### Dokumentauszug
Das Geburtstagsspiel am Mittwoch Abend gegen den deutschen Bundesligaaufsteiger Union Berlin rückt Österreichs ältesten Fußballverein erstmals wieder in den Mittelpunkt, obwohl der First Vienna Football Club derzeit nur Aufsteiger in die Wiener Liga, die vierte Leistungsstufe ist. Am 22. August, am 125. Geburtstag, wird das nochmals passieren. Gedenken an den 22. August 1899, als im Döblinger „Gasthaus zur schönen Aussicht“, aktuell der „Pfarrwirt“, die Vienna gegründet wurde. Von Baron Nathaniel Rothschild aus der Bankiersdynastie. Mit den Klubfarben blau und gelb.
Persönlich sind mit der Vienna rund 60 Jahre Erinnerungen verbunden. Es begann in Zeiten, als die Kinderkarte für Staatsligaspiele zwei Schilling kostete. Ende der Sechzigerjahre war es, als der Bruder meiner Mutter, ein begeisterter Vienna-Fan, mich erstmals auf die Hohe Warte mitnahm. Die Vienna schlug damals im Spitzenspiel die Wiener Austria 3:2. 1955 war sie unter Trainer Leopold Hofmann zum sechsten und bisher letzten Mal Meister geworden Mit Spielern aus dem Nationalteam, das bei der WM 1954 Platz drei belegt hatte. Dem legendären Tormann Kurt Schmied, dem Mittelfeldmotor Karl Koller. Die bewunderte jetzt ein achtjähriger Fan ebenso wie den jungen Stürmerstar Hans Buzek, den aus Graz geholten „Rackerer“ Helmut Senekowitsch, einen Otto Walzhofer, mit dem ich mehr als ein Jahrzehnt später als Journalist in Kontakt kommen sollte, als er Viennas Trainer war, den „Tscharry“ Grohs. In Erinnerung blieb auch die köstliche Knackwurst an der Kantine. Deren Betreiber Willi Schmaus, einer der großen Vienna-Namen aus den Dreißigerjahren, hieß. Als die Vienna 1931 erstmals Meister und dazu Mitropokalsieger war, mit Fritz Gschweidl ihr Stürmer zum berühmten österreichischen Wunderteam gehörte, die Hohe Warte 85.000 Zuschauer fasste, zu den größten Stadien Europas zählte.

### Deine Aufgaben
- A) Beantworte anhand des Dokumentauszugs die folgenden Fragen:
(i) In welchem Gasthaus wurde die Vienna gegründet?
(ii) Wie viel kostete damals die Kinderkarte für Staatsligaspiele?
(iii) Wie viele Zuschauer fasste die Hohe Warte 1931?
- B) Entnimm sämtliche Datensätze unter „Bereitgestellte Daten“ und gib sie Zeile für Zeile unverändert wieder. Lass die Bilder in deiner Antwort weg.

### Bereitgestellte Daten
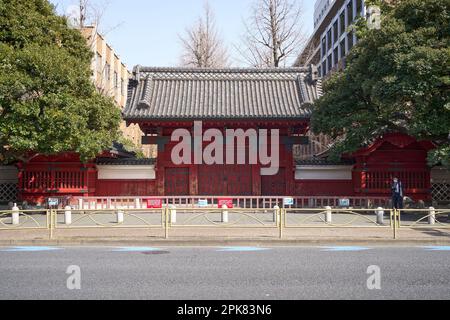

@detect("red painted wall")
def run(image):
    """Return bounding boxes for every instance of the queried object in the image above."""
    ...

[95,180,156,197]
[295,180,355,197]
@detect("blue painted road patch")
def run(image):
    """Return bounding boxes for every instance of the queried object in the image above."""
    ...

[217,247,270,252]
[0,247,62,252]
[321,246,370,252]
[113,247,161,252]
[422,246,450,251]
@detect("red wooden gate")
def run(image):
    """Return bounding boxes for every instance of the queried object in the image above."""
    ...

[261,168,286,196]
[164,168,189,196]
[198,165,252,196]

### Antworten je Aufgabe
- A)
(i) Im Döblinger „Gasthaus zur schönen Aussicht“
(ii) Zwei Schilling
(iii) 85.000 Zuschauer

- B)
@detect("red painted wall")
def run(image):
    """Return bounding boxes for every instance of the queried object in the image above."""
    ...

[95,180,156,197]
[295,180,355,197]
@detect("blue painted road patch")
def run(image):
    """Return bounding boxes for every instance of the queried object in the image above."""
    ...

[217,247,270,252]
[0,247,62,252]
[321,246,370,252]
[113,247,161,252]
[422,246,450,251]
@detect("red wooden gate")
def run(image):
    """Return bounding boxes for every instance of the queried object in the image above."""
    ...

[261,168,286,196]
[164,168,189,196]
[198,165,252,196]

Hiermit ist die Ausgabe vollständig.